Below is a set of records. Please retype every one exactly.

_DATA PROVIDED_.
^^^^^^^^^^^^^^^^

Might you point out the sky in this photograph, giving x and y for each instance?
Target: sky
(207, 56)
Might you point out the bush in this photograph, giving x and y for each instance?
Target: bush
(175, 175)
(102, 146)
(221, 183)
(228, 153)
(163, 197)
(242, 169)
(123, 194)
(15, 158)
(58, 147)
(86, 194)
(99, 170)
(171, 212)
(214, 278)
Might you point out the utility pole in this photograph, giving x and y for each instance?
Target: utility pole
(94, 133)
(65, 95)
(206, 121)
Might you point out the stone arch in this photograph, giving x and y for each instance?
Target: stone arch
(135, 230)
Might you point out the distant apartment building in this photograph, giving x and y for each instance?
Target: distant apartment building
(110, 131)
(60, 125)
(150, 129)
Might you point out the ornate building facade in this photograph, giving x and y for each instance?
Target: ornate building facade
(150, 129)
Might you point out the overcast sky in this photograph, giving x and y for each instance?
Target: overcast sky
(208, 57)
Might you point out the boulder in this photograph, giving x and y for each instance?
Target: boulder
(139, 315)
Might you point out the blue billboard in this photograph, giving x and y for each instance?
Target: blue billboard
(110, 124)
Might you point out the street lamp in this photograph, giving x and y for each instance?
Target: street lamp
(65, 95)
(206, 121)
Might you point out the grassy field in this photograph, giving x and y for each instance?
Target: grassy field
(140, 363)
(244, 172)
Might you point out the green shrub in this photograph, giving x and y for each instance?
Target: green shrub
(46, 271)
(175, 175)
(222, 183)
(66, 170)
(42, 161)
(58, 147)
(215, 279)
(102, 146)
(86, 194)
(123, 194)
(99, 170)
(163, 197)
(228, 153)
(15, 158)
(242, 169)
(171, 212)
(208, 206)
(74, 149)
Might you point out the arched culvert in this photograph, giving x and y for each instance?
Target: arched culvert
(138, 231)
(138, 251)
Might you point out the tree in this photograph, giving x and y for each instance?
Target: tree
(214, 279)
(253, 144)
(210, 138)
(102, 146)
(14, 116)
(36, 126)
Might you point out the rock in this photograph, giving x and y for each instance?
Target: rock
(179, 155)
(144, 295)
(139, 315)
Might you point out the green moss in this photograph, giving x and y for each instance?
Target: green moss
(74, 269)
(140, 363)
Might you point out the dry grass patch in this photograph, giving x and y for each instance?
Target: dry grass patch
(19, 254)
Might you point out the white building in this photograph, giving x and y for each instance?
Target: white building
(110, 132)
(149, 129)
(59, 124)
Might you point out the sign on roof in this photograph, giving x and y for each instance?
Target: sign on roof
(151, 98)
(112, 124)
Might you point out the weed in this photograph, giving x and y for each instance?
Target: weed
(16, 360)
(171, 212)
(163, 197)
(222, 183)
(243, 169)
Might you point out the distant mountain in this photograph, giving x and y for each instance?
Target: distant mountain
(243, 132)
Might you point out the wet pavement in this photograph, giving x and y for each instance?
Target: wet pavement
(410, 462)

^^^^^^^^^^^^^^^^

_YOUR SOLUTION_.
Might you point out the sky in this photograph, giving x and y for each instance?
Target: sky
(207, 56)
Might you point out the bush in this photograph, giving x and y for each instance?
Target: bush
(175, 175)
(102, 146)
(221, 183)
(228, 153)
(163, 197)
(242, 169)
(123, 194)
(15, 158)
(58, 147)
(86, 194)
(99, 170)
(171, 212)
(214, 278)
Might you point out the utility pole in this photograph, giving x and y for each instance?
Target: utility pole
(94, 133)
(65, 95)
(206, 121)
Might you point out the stone arch in this photograph, giving x and y for each instance?
Target: stone arch
(135, 230)
Might you point out the distant apartment building in this photograph, giving x and y for each instance?
Target: distant apartment building
(110, 131)
(60, 125)
(150, 129)
Might you point out the ornate building facade in this photograph, giving x and y for each instance?
Target: ornate building facade
(150, 129)
Might you point out the overcast sky in this photograph, giving x and y for each instance?
Target: overcast sky
(208, 57)
Might you point out the boulder in this photograph, giving x and y for each instance?
Target: boulder
(139, 315)
Might you point out the blue billboard in this photograph, giving x and y for each instance?
Target: blue billboard
(110, 124)
Might you point out the street lamp in this photograph, giving x and y for each instance?
Target: street lamp
(65, 95)
(206, 121)
Might you point out the grassy field in this photograph, giving x and y for each instance?
Target: grassy field
(140, 363)
(244, 172)
Might you point out the green shrub in this photograph, giving x and y for each instance?
Target: green shrub
(46, 271)
(175, 175)
(222, 183)
(66, 170)
(42, 161)
(58, 147)
(215, 279)
(102, 146)
(86, 194)
(123, 194)
(99, 170)
(163, 197)
(228, 153)
(15, 158)
(242, 169)
(171, 212)
(208, 206)
(74, 149)
Might you point out the arched culvert in this photograph, giving x and y for each instance?
Target: arched culvert
(138, 231)
(138, 251)
Might you point out the tree in this photograph, giving x and y for each instance?
Target: tree
(214, 279)
(253, 144)
(210, 138)
(102, 146)
(14, 116)
(36, 126)
Might you point out the rock in this photograph, giving x and y for each instance?
Target: rock
(179, 155)
(144, 295)
(139, 315)
Might you point out the green moss in this photograph, giving x and y for each instance?
Target: green moss
(74, 269)
(140, 363)
Might you point out the dry grass patch in this photograph, giving x and y for each instance?
Target: dry grass patch
(19, 254)
Might you point out the white building in this photograph, giving x and y for each instance?
Target: white building
(110, 132)
(149, 129)
(59, 124)
Might you point out the sign on roof in this photograph, giving x and y for each instance?
Target: sign on roof
(151, 98)
(112, 124)
Might you point out the weed in this photograph, giving x and y for each instance?
Target: weed
(16, 360)
(171, 212)
(163, 197)
(222, 183)
(243, 169)
Might you point out the distant mountain in this photograph, giving x and y for each instance?
Target: distant mountain
(243, 132)
Might you point out the wet pavement in this photograph, giving x and y for each instance?
Target: wet pavement
(410, 462)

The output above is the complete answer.